Description of the task: Will you transcribe the entries that follow, exactly and in full?
....
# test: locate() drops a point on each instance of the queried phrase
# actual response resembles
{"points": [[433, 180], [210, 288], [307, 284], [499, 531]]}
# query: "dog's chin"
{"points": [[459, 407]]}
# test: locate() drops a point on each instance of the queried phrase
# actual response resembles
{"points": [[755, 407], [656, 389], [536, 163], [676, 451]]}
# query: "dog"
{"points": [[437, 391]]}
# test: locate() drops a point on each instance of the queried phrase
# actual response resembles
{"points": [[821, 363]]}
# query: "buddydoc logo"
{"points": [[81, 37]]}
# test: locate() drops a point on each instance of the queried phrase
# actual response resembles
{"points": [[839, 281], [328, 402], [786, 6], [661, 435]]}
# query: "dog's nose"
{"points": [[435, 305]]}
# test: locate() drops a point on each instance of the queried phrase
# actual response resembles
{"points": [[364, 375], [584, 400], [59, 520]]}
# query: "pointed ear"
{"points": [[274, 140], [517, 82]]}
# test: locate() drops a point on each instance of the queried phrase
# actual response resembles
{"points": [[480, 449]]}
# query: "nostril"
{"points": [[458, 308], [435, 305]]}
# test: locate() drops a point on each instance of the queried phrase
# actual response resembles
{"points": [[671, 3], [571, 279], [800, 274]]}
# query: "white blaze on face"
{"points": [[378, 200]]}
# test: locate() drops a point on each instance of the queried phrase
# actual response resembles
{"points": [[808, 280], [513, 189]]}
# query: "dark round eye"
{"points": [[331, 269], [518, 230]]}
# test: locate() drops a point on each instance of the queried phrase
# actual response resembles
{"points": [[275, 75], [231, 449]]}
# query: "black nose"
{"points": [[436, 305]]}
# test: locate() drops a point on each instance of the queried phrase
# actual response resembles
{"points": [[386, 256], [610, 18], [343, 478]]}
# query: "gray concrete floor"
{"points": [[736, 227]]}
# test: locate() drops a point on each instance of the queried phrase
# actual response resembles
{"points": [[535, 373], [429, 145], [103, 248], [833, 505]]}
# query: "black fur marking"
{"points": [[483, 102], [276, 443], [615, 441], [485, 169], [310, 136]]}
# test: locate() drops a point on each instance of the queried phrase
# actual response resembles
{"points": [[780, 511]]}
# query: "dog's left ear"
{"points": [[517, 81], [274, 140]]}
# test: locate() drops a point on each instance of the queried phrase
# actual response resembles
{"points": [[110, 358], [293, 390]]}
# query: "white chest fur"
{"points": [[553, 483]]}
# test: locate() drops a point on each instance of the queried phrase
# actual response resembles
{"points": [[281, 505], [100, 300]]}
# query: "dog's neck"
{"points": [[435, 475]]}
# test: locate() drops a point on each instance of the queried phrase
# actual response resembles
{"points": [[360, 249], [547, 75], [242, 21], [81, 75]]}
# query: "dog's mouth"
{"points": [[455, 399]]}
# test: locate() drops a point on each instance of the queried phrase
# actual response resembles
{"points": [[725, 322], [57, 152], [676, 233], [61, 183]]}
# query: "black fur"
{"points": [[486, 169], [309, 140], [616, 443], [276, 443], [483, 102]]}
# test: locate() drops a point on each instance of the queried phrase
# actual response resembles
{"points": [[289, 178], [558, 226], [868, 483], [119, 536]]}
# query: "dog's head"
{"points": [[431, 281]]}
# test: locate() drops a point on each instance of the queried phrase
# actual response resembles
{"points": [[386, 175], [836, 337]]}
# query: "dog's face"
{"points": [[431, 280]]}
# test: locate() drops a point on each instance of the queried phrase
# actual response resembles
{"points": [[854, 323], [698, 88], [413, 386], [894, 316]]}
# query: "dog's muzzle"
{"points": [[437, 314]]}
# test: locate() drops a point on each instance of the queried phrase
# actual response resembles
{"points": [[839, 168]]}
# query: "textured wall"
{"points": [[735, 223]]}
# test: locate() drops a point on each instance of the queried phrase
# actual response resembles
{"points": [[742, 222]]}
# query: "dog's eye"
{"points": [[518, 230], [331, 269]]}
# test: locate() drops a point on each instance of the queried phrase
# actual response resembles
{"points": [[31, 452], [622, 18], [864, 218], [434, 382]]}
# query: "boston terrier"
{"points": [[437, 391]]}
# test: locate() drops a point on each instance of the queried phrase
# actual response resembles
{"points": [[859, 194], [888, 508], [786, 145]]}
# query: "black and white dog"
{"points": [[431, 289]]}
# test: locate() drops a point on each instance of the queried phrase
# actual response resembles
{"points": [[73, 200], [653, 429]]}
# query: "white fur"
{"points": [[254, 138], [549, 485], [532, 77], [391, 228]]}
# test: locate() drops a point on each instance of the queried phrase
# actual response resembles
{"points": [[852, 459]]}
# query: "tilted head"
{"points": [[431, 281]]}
....
Solved problem:
# test: locate() drops a point on each instance of the queried phrase
# actual response resembles
{"points": [[433, 180], [210, 288], [307, 284], [499, 531]]}
# query: "dog's chin"
{"points": [[459, 407]]}
# test: locate() drops a point on each instance of the queried phrase
# actual response resembles
{"points": [[755, 407], [656, 389], [536, 163], [676, 451]]}
# query: "dog"
{"points": [[437, 391]]}
# test: locate() drops a point on each instance of the queried phrase
# actual response resembles
{"points": [[821, 363]]}
# query: "buddydoc logo"
{"points": [[81, 37]]}
# test: locate() drops a point on each instance of the queried phrase
# actual response resembles
{"points": [[839, 281], [328, 402], [786, 6], [661, 435]]}
# query: "dog's nose"
{"points": [[435, 305]]}
# test: locate() drops a point on each instance of the queried phrase
# actual response resembles
{"points": [[364, 375], [584, 400], [59, 520]]}
# query: "pointed ear"
{"points": [[274, 140], [517, 82]]}
# test: locate() drops a point on each instance of the queried phrase
# actual response resembles
{"points": [[480, 449]]}
# query: "nostril"
{"points": [[458, 308], [435, 305]]}
# test: locate() drops a point on each instance of the queried phrase
# actual response resembles
{"points": [[671, 3], [571, 279], [800, 274]]}
# query: "white blaze on face"
{"points": [[378, 200]]}
# test: locate() drops a point on each instance of the queried phrase
# actual response resembles
{"points": [[808, 280], [513, 189]]}
# query: "dark round eye"
{"points": [[331, 269], [518, 230]]}
# test: locate() drops a point on each instance of the queried phrase
# actual response resembles
{"points": [[275, 75], [231, 449]]}
# query: "black nose"
{"points": [[436, 305]]}
# test: locate() drops a point on each instance of the queried phrase
# actual response resembles
{"points": [[386, 256], [610, 18], [343, 478]]}
# query: "gray concrete floor"
{"points": [[736, 227]]}
# test: locate() drops a point on each instance of the queried phrase
# actual response resembles
{"points": [[535, 373], [429, 145], [103, 248], [833, 505]]}
# query: "black fur marking"
{"points": [[483, 102], [276, 443], [615, 441], [485, 169], [310, 136]]}
# test: locate() drops a point on each instance of the queried phrase
# actual response resembles
{"points": [[780, 511]]}
# query: "dog's left ear"
{"points": [[517, 81], [274, 140]]}
# test: locate() drops a point on each instance of the queried phrase
# actual response resembles
{"points": [[110, 358], [293, 390]]}
# query: "white chest fur"
{"points": [[553, 483]]}
# test: locate() drops a point on each instance of the queried phrase
# actual response resembles
{"points": [[281, 505], [100, 300]]}
# query: "dog's neck"
{"points": [[435, 475]]}
# test: locate() drops a point on each instance of the queried phrase
# actual response resembles
{"points": [[360, 249], [547, 75], [242, 21], [81, 75]]}
# query: "dog's mouth"
{"points": [[455, 399]]}
# test: locate() drops a point on each instance of the queried phrase
# actual response resembles
{"points": [[725, 322], [57, 152], [676, 233], [61, 183]]}
# query: "black fur"
{"points": [[486, 169], [309, 140], [616, 443], [276, 443], [483, 102]]}
# test: locate() drops a point on each instance of the queried phrase
# actual response resembles
{"points": [[289, 178], [558, 226], [868, 483], [119, 536]]}
# query: "dog's head"
{"points": [[431, 281]]}
# test: locate() drops a point on each instance of the queried phrase
# actual response resembles
{"points": [[386, 175], [836, 337]]}
# query: "dog's face"
{"points": [[431, 280]]}
# test: locate() drops a point on each instance of the queried phrase
# actual response resembles
{"points": [[854, 323], [698, 88], [413, 386], [894, 316]]}
# query: "dog's muzzle"
{"points": [[437, 314]]}
# test: locate() drops a point on each instance of the queried phrase
# actual response resembles
{"points": [[839, 168]]}
# query: "textured wall"
{"points": [[735, 223]]}
# test: locate() drops a point on each instance of the queried phrase
# actual response resembles
{"points": [[742, 222]]}
# query: "dog's eye"
{"points": [[518, 230], [331, 269]]}
# test: locate() drops a point on each instance of the queried phrase
# actual response resembles
{"points": [[31, 452], [622, 18], [864, 218], [434, 382]]}
# query: "boston terrier"
{"points": [[437, 391]]}
# test: locate() drops a point on each instance of the queried phrase
# actual response resembles
{"points": [[859, 194], [888, 508], [786, 145]]}
# query: "black and white dog"
{"points": [[431, 289]]}
# test: locate() drops a point on each instance of the queried phrase
# actual response resembles
{"points": [[73, 200], [653, 429]]}
# query: "white fur"
{"points": [[254, 138], [549, 485], [532, 77], [391, 228]]}
# test: locate() drops a point on each instance of the queried phrase
# actual response resembles
{"points": [[852, 459]]}
# query: "tilted head"
{"points": [[431, 281]]}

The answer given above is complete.